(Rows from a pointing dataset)
----------

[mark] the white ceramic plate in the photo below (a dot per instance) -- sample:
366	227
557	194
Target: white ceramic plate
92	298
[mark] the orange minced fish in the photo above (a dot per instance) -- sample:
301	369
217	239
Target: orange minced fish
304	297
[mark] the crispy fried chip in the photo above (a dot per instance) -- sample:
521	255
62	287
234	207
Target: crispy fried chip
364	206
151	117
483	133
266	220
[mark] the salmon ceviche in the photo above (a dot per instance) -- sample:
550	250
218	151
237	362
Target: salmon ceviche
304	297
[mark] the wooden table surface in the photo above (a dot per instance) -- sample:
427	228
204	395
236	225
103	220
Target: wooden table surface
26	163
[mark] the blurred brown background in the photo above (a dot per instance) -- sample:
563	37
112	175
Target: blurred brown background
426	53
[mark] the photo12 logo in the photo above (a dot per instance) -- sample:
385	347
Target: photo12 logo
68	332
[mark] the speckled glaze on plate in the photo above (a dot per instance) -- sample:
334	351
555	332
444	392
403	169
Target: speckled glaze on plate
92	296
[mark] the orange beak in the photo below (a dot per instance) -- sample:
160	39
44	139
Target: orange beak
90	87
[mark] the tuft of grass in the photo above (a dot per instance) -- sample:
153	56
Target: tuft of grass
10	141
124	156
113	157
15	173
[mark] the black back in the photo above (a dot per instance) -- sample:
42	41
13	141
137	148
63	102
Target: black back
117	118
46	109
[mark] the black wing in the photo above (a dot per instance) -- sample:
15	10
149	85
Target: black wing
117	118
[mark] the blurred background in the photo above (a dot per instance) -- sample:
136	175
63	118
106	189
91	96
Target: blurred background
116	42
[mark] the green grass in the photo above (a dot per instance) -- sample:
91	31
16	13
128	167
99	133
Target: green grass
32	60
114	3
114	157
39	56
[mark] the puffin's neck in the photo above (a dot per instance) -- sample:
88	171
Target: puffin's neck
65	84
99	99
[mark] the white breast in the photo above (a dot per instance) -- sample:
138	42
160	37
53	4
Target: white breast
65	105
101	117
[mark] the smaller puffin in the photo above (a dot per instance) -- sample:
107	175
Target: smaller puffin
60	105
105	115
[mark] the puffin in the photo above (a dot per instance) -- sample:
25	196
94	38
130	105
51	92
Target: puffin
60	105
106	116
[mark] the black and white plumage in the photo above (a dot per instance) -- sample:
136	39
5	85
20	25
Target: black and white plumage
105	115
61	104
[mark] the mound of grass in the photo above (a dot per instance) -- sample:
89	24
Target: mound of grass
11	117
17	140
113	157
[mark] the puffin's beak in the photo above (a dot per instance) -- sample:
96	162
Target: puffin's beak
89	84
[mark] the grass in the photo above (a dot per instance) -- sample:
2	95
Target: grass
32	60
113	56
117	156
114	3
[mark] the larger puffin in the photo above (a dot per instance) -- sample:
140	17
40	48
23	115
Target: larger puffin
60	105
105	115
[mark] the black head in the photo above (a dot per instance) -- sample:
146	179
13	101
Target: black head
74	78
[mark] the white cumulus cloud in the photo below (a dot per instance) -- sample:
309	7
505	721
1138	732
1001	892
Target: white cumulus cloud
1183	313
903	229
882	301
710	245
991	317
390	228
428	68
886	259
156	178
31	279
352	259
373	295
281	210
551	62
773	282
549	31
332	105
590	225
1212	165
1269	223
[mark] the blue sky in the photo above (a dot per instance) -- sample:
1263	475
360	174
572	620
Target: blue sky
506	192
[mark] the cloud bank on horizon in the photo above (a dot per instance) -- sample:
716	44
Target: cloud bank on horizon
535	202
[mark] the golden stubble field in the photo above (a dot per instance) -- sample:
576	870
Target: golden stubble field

----------

Please rewrite the material above, changing "a dot per instance" to "one point per item" wherever it occurs and keeping everything else the same.

§ **OUTPUT OF THE EXERCISE**
[mark] the white ceramic plate in the photo below (one point per item) -- sample:
366	227
557	194
Target: white ceramic plate
92	298
[mark] the orange minced fish in the photo above (one point per item) -- sample:
301	369
217	239
Target: orange minced fish
304	297
[mark] the crispy fried chip in the photo above (one point per item) -- sample:
521	255
62	287
234	207
Target: crispy fried chip
364	206
151	117
483	133
266	220
[mark] the salmon ceviche in the photo above (one point per item) -- sample:
550	250
218	151
237	362
Target: salmon ceviche
304	297
[mark] the wooden table surface in the photo above (one point per item) -- sample:
427	228
204	395
236	225
103	220
Target: wooden table surface
26	163
[mark] the blurred brown background in the photo above (one point per item) -- sample:
563	37
112	175
Target: blurred brown background
426	53
[mark] the photo12 logo in the photo above (one point per item) -- sample:
385	347
Target: photo12 logo
68	332
[mark] the speckled glaze on plate in the photo above (one point per item) -- sample:
334	351
555	332
444	392
403	169
Target: speckled glaze on plate
92	296
[mark] the orange beak in the photo below (one point per item) -- sample:
160	39
44	139
Target: orange beak
90	87
[mark] the tuft of grass in the photo above (one point per item) -- sample:
153	56
Target: tuft of grass
10	141
124	156
113	157
15	173
[mark] the black back in the photo above (one point per item) -- sample:
42	41
13	141
137	148
63	102
Target: black back
117	118
46	109
[mark] the black wing in the photo above (one point per item) -- sample:
15	10
149	85
Target: black wing
117	118
[mark] the blurred background in the photo above (one point per item) -- sample:
136	175
63	118
106	189
91	96
Target: blurred background
116	42
[mark] the green grass in the photo above (one point per item) -- sample:
91	31
16	13
128	167
99	133
Target: green grass
32	60
114	3
114	157
39	56
[mark] the puffin's neck in the photo above (one point per item) -- sample:
88	171
Target: puffin's neck
65	84
99	99
[mark] the white breast in the photo above (one point per item) -- sample:
138	42
160	37
53	4
Target: white breast
65	105
101	117
[mark] the smaller puffin in the photo above (one point per item) -- sample:
107	175
Target: smaller puffin
60	105
105	115
[mark] the puffin in the photo above (one point per item) -- sample:
25	196
94	38
130	105
51	92
Target: puffin
60	105
106	116
[mark] the black and white plumage in the photo above (one point per item) -- sample:
136	39
5	85
20	25
Target: black and white plumage
105	115
61	104
[mark] the mound of grass in the photo above (one point per item) -- sample:
89	24
Target: mound of grass
11	117
17	140
113	157
[mark] the puffin's beak in the photo above (one point per item) -- sample:
96	162
Target: puffin's beak
89	84
[mark] the grass in the photo above (one point per item) -- sample:
2	95
Target: grass
32	60
113	56
117	156
114	3
[mark] the larger puffin in the photo above (one point per item) -- sample:
140	17
40	48
23	115
Target: larger puffin
60	105
105	115
[mark] the black head in the photo above (one point per item) -- sample:
146	179
13	101
Target: black head
74	78
[mark] the white cumulus cloud in the photo below (one point per item) -- sample:
309	7
505	721
1138	732
1001	892
Target: white cumulus cloud
1183	313
903	229
882	301
710	245
991	317
390	228
428	68
886	259
156	178
31	279
352	259
373	295
281	210
551	62
773	282
549	31
332	105
590	225
1212	165
1269	223
[mark] the blue sky in the photo above (one point per item) -- sample:
1263	475
360	174
572	620
Target: blue sky
506	192
[mark] the cloud bank on horizon in the photo above (one point per item) -- sample:
716	44
Target: cloud bank on horizon
535	202
[mark] the golden stubble field in the photo above (one point per item) -- sample:
576	870
Target: golden stubble field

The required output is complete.